Excerpted text >>
┏━━

The historical episode comes from France roughly 450 years ago. In 1560, France was officially Roman Catholic, enjoying status as the “first daughter of the Church.” The Protestant Reformation had penetrated France several decades earlier, and by 1559, the Calvinist branch of the Reformation—begun by the Frenchman John Calvin—had attracted a large following, including among the nobility (who, at that point in European history, were still the warrior class). In 1559, King Henry II, a persecutor of the Huguenots (French Calvinists), died in a joust. His son and heir Francis II was only 15 years old, so his mother (Henry’s widow) Catherine de Médici became Queen Regent. Henry and Francis were of the House of Valois, and at this time two other powerful houses—the Guises and the Bourbons—were both trying to wrest the Crown from the Valois.

Religion was entangled with France’s political struggles. The leading Bourbon prince, Louis de Condé, had been raised a Huguenot. The Guises, on the other hand, were militant Catholics. In February 1560, Condé and other Huguenots tried to oust the Guises from the royal court. This Conspiracy of Amboise failed, and Condé’s life was only saved by the death of young Francis II. In October 1561, Huguenots took over a number of cities and towns in the Toulouse region. Recognizing the growing power of the Huguenots, in January 1562 Catherine—still Queen Regent while her second son reigned as Charles IX—issued the Edict of Saint-Germain, which granted the Huguenots limited but real toleration: they now enjoyed freedom of conscience and private worship, and could organize themselves, but were prohibited from worshiping openly in towns.

┗━━

Required work >>
Update the part of the passage on sixteenth-century France that opens with the words "The historical episode" and closes with "from the Valois.", replacing "joust" with "tournament". The lines play no part in this work.

Source material >>

┏━━

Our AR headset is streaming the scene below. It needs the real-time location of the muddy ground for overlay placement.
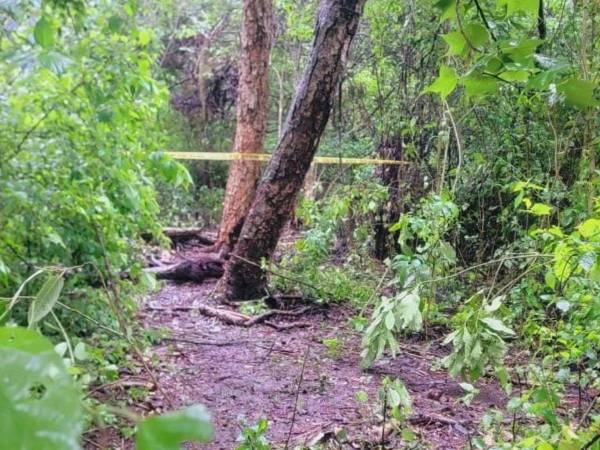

┗━━

Response to the task >>
The historical episode comes from France roughly 450 years ago. In 1560, France was officially Roman Catholic, enjoying status as the “first daughter of the Church.” The Protestant Reformation had penetrated France several decades earlier, and by 1559, the Calvinist branch of the Reformation—begun by the Frenchman John Calvin—had attracted a large following, including among the nobility (who, at that point in European history, were still the warrior class). In 1559, King Henry II, a persecutor of the Huguenots (French Calvinists), died in a tournament. His son and heir Francis II was only 15 years old, so his mother (Henry’s widow) Catherine de Médici became Queen Regent. Henry and Francis were of the House of Valois, and at this time two other powerful houses—the Guises and the Bourbons—were both trying to wrest the Crown from the Valois.